Update the data below by replacing every occurrence of "Reviewer note" with "Annotator note", and leave all other text unchanged.
------------------------
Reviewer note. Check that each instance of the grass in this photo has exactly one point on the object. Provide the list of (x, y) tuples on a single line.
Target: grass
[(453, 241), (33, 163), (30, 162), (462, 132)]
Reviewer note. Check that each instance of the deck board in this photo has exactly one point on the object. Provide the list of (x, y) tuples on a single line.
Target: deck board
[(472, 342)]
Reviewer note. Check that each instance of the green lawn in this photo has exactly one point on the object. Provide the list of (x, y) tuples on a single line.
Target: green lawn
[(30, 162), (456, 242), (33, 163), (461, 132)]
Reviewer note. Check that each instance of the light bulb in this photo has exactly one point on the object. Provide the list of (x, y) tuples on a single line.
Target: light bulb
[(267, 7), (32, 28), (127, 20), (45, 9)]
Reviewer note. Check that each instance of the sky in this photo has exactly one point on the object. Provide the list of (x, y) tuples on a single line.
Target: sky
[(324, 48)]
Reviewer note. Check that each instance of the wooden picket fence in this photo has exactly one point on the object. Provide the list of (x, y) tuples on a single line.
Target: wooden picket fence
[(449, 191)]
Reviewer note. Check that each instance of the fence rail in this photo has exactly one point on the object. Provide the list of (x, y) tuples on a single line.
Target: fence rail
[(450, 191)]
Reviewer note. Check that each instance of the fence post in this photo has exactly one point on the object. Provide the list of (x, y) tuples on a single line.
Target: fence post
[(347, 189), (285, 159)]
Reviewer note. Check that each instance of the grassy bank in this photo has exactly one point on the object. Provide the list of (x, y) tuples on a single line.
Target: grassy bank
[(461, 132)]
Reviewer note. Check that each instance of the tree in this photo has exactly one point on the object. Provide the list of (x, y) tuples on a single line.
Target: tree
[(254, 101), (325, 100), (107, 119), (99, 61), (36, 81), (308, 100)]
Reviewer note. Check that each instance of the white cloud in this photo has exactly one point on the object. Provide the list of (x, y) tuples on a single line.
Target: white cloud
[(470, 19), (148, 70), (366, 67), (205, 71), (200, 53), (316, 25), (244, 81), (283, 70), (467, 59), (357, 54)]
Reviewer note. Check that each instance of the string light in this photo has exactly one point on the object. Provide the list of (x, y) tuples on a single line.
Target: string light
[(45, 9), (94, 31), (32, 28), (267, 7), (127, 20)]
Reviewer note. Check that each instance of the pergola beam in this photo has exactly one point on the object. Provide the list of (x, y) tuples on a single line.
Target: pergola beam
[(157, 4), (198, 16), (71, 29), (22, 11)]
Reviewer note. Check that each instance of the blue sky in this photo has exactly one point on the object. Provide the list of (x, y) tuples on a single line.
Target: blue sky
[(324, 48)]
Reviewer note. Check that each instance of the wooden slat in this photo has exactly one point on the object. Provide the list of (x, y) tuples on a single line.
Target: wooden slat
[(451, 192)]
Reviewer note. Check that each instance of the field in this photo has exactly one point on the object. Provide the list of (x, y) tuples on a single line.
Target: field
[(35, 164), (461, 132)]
------------------------
__RESPONSE TO THE TASK__
Annotator note. Check that each instance of the grass in this photo has exactly one point on the object. Provide the list of (x, y) tuples on a single line.
Target: grass
[(453, 241), (33, 163), (30, 162), (462, 132)]
Annotator note. Check that each instance of the deck board in this photo has exactly one point on the object. Provide the list of (x, y) tuples on a single line.
Target: deck board
[(472, 342)]
Annotator note. Check that each instance of the green lawn in this photo has exactly one point on the object. Provide the list of (x, y) tuples on a single line.
Target: green lawn
[(30, 162), (456, 242), (33, 163), (461, 132)]
Annotator note. Check that each instance of the light bulb in this photo has exactly one point on the object. Provide the list of (x, y) tuples on a single line.
Target: light bulb
[(267, 7), (32, 28), (127, 20), (45, 9)]
Annotator note. Check that each instance of the sky in this photo has exactly one point on the object. Provide the list of (x, y) tuples on a single line.
Target: sky
[(324, 48)]
Annotator note. Check that each instance of the wooden picket fence in this photo has exactly one point on the object. Provide the list of (x, y) tuples on a single line.
Target: wooden picket fence
[(449, 191)]
Annotator note. Check that each instance of the fence rail in this photo has exactly one point on the object. Provide the list of (x, y) tuples on a single line.
Target: fence rail
[(450, 191)]
Annotator note. Check that each instance of the fence post in this photo has exactly one point on the object. Provide the list of (x, y) tuples on a single line.
Target: fence post
[(347, 189), (285, 159)]
Annotator note. Check that each instance of the grassy bank in this photo has exactly one point on the object. Provide the list of (x, y) tuples on a single line.
Target: grassy bank
[(461, 132)]
Annotator note. Check that each instance of the tree in this photo has exactly one point on the object. Provide the list of (x, y) tuples on a single line.
Target: tree
[(254, 101), (325, 100), (107, 119), (99, 61), (36, 81), (308, 100)]
Annotator note. Check that each instance of the white cloud in this photo has exactly one point on the object. Provide the list of (x, y) tuples on a single line.
Target: white cloud
[(470, 19), (148, 70), (366, 67), (205, 71), (200, 53), (316, 25), (244, 81), (283, 70), (467, 59), (357, 54)]
Annotator note. Check that each instance of the string light in this photo has exactly one point on the object. Provide the list of (x, y) tuples on a single line.
Target: string light
[(45, 9), (94, 31), (32, 28), (267, 7), (127, 20)]
Annotator note. Check that each instance of the pergola beam in this photo has exactly one point on the object. Provide the list of (x, y) tuples on a single line.
Target: pergola beam
[(157, 4), (198, 16), (71, 29), (22, 11)]
Annotator note. Check that each instance of the blue sky in this photo has exactly one point on the object. Provide the list of (x, y) tuples on a single line.
Target: blue sky
[(324, 48)]
Annotator note. Check that each instance of the wooden slat in this photo has exactly one point on the object. Provide the list of (x, y) tuples on a single line.
Target: wooden slat
[(451, 192)]
Annotator note. Check that each instance of the field in this photo has exactly one point on the object. Provide the list of (x, y) tuples on a single line.
Target: field
[(35, 164), (461, 132)]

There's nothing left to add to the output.